:: Texto do exercício

As empresas transnacionais chegam às comunidades, tomam as sementes, transformam-nas em outra coisa, supostamente melhor, e voltam para as comunidades para vendê-las. Cobram mais por essas sementes e o valor acrescido é transferido para consumidores e compradores, que pagarão mais pela comida que já tinham. Agricultores e agricultoras na África não têm seguro. Se compram sementes e elas não crescem, ninguém vai indenizá-los, ao contrário do que acontece na Europa e em outras nações desenvolvidas, onde há subsídios agrícolas.
Construindo alternativas
No Quênia, temos uma Constituição que trata de igualdade de gênero em termos de acesso a recursos, mas isso não se reflete na realidade. Apenas 5% da terra no Quênia é de propriedade conjunta. Somente 1% é de propriedade de mulheres. Essa é a dimensão da opressão das mulheres.
As mulheres representam a maioria entre guardiãs de sementes. Há uma pressão pelo uso de sementes híbridas, então capacitamos as comunidades para usarem sementes crioulas. É assim que trabalhamos para construir alternativas. Em um lugar chamado Machakos, estamos promovendo um diálogo sobre sementes e cultivos chamado tafakari, termo em suaíle que significa reflexão. Ali, as pessoas nos contam que vão à loja agrícola local comprar sementes e são informadas de que, se elas não germinarem em três semanas, precisam ligar para um número. Funciona assim em uma comunidade inteira. Uma das mulheres do grupo disse que as plantações dela não germinaram e, quando ela ligou, a resposta recebida foi que não foi possível contactar à operadora móvel.
Na África, o trabalho na terra é feito pela família. Ela pode receber assistência local para cultivar a terra, mas isso não é oferecido de graça. Em algumas regiões, essa ajuda adicional pode sair bem caro. O que acontece nesse cenário é que as perdas de safras significam mais trabalho. E, claro, há o problema da irrigação, que não é abundante. A maioria das pessoas depende do regime de chuvas. Então se a sua semente não cresce, não haverá safra para colher. Sua família passará fome, porque as pessoas dependem totalmente dessa atividade agrícola cotidiana.

::::

• Enunciado 1
De acordo com o texto sobre sementes na África, qual é a porcentagem da terra no Quênia que pertence a mulheres?
• Enunciado 2
Prossiga com o texto sobre sementes na África a partir da última frase apresentada.

:: Material de origem

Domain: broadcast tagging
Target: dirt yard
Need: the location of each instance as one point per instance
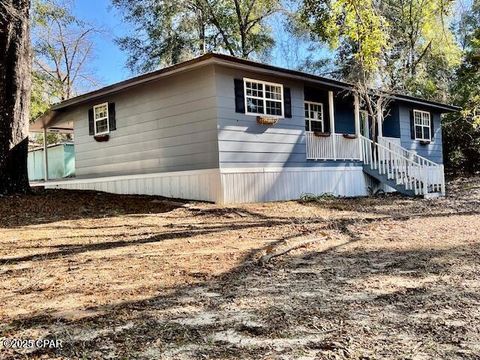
(141, 277)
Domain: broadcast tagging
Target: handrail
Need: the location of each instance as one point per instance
(410, 152)
(415, 173)
(389, 150)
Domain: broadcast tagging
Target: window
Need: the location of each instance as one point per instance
(422, 125)
(100, 115)
(263, 98)
(314, 116)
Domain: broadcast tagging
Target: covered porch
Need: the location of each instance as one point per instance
(334, 124)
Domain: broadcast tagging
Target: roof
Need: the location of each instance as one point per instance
(227, 60)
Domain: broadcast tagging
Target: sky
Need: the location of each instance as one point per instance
(109, 61)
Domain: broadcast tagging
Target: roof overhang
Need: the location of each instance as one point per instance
(48, 119)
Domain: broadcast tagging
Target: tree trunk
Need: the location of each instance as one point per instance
(15, 82)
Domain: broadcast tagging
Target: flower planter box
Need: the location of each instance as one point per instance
(321, 134)
(101, 138)
(265, 120)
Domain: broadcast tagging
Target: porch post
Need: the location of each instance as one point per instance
(45, 157)
(357, 124)
(379, 118)
(331, 112)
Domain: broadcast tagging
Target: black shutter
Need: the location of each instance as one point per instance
(91, 123)
(287, 102)
(112, 121)
(432, 128)
(412, 125)
(239, 96)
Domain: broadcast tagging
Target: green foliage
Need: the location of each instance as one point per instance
(170, 31)
(61, 47)
(349, 23)
(462, 130)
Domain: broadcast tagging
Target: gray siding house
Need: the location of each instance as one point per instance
(228, 130)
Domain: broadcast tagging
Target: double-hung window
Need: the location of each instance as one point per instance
(100, 115)
(422, 125)
(263, 98)
(314, 116)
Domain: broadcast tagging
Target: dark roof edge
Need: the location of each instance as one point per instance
(152, 76)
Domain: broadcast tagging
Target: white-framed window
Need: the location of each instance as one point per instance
(422, 125)
(314, 116)
(100, 117)
(263, 98)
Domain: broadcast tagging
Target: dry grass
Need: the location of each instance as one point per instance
(142, 277)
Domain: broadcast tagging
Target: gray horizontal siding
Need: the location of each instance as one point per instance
(432, 151)
(243, 143)
(168, 125)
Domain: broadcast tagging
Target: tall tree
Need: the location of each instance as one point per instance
(359, 34)
(411, 40)
(62, 49)
(462, 130)
(423, 52)
(15, 82)
(170, 31)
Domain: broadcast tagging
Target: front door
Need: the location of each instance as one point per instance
(365, 123)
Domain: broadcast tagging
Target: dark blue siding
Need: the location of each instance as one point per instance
(344, 115)
(432, 151)
(391, 124)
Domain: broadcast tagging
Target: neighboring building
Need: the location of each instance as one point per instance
(61, 162)
(228, 130)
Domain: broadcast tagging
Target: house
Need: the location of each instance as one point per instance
(61, 162)
(229, 130)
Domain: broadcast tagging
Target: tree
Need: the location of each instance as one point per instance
(170, 31)
(359, 33)
(423, 53)
(462, 130)
(62, 49)
(15, 82)
(408, 44)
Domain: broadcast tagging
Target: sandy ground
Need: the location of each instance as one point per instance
(141, 277)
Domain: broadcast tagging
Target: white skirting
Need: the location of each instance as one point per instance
(258, 185)
(231, 186)
(193, 185)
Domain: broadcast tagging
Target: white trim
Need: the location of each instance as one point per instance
(263, 98)
(331, 112)
(281, 184)
(321, 121)
(292, 169)
(95, 120)
(130, 177)
(415, 125)
(193, 185)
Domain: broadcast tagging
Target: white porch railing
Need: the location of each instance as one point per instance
(333, 147)
(405, 167)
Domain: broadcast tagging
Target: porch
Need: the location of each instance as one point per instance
(383, 159)
(323, 140)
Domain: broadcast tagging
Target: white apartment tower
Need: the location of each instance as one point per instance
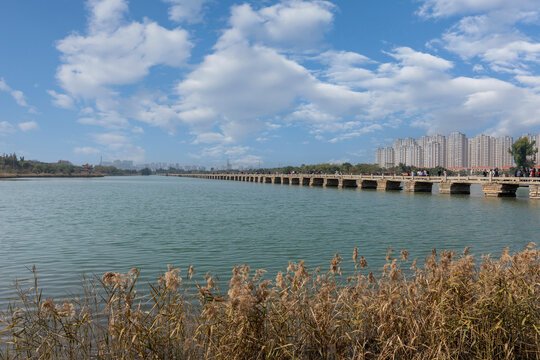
(501, 155)
(456, 154)
(385, 157)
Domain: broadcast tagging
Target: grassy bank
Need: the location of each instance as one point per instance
(453, 307)
(14, 176)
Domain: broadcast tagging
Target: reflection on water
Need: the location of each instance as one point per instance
(67, 227)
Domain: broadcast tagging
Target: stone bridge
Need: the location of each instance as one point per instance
(491, 186)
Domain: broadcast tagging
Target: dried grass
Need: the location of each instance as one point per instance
(451, 308)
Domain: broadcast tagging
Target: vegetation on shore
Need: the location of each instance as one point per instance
(13, 165)
(452, 307)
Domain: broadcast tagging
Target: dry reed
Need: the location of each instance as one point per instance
(451, 308)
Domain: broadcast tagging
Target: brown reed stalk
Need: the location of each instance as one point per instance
(453, 307)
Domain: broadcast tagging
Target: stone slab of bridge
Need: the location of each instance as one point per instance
(418, 186)
(494, 189)
(388, 185)
(534, 192)
(450, 187)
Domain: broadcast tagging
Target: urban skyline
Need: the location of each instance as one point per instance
(270, 82)
(454, 152)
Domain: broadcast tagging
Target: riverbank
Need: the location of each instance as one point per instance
(16, 176)
(452, 307)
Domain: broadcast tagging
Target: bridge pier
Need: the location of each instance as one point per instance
(388, 185)
(317, 182)
(418, 186)
(367, 184)
(331, 182)
(448, 187)
(494, 189)
(349, 183)
(534, 192)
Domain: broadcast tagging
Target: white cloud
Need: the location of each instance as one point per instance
(62, 100)
(116, 52)
(17, 95)
(112, 140)
(106, 119)
(119, 146)
(247, 161)
(29, 125)
(490, 30)
(293, 25)
(86, 150)
(446, 8)
(6, 128)
(190, 11)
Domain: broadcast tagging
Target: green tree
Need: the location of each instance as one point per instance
(523, 150)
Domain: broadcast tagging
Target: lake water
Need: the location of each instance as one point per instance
(67, 227)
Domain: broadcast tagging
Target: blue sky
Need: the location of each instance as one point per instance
(269, 82)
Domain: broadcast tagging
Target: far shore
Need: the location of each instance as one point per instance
(13, 176)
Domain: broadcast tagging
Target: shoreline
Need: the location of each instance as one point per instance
(16, 176)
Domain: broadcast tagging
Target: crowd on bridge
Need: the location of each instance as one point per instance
(526, 172)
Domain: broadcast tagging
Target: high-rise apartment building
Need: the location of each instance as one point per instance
(502, 157)
(385, 157)
(457, 150)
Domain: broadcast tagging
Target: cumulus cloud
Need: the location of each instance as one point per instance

::::

• Resposta do exercício 1
Somente 1% da terra no Quênia é de propriedade de mulheres.

• Resposta do exercício 2
Existe uma grande demonização das sementes crioulas. As pessoas ouvem dizer que elas não prosperam. Elas olham para o alimento por uma perspectiva econômica. Alimentos e sementes crioulas são culturais, promovem benefícios ambientais, são mais nutritivos. Se você falar com as pessoas mais velhas, elas dirão como você pode melhorar a saúde comendo apenas algum tipo de alimento produzido com sementes crioulas. Mas hoje essa atividade agrícola é categorizada como um trabalho informal, sem ter nenhum tipo de reconhecimento.
Se você olhar para a agricultura, é uma atividade de pessoas idosas na África. A juventude não quer colocar a mão na massa na produção de alimentos, apesar de representar a maioria dos consumidores. O que fazemos no nível da organização é educar essa juventude a respeito da produção de alimentos e da agricultura. Ensinamos sobre o alimento que comem e explicamos de onde ele vem, além de organizar visitas a zonas rurais para que elas possam entender as lutas das comunidades rurais. O que a soberania de sementes tem conquistado com a Marcha Mundial das Mulheres é a organização de diálogos sobre o tema, para discutir alternativas.
[1] Plano do Comesa para a Implementação de Harmonização Legislativa em Sementes (COMESA Seed Harmonization Implementation Plan)
Leonida Odongo é militante pela justiça social e trata de assuntos ligados a alimentos e justiça climática em Nairóbi, no Quênia. Ela integra a Marcha Mundial das Mulheres e o projeto Espaços Reduzidos de Cidadania [Shrinking Civic Spaces].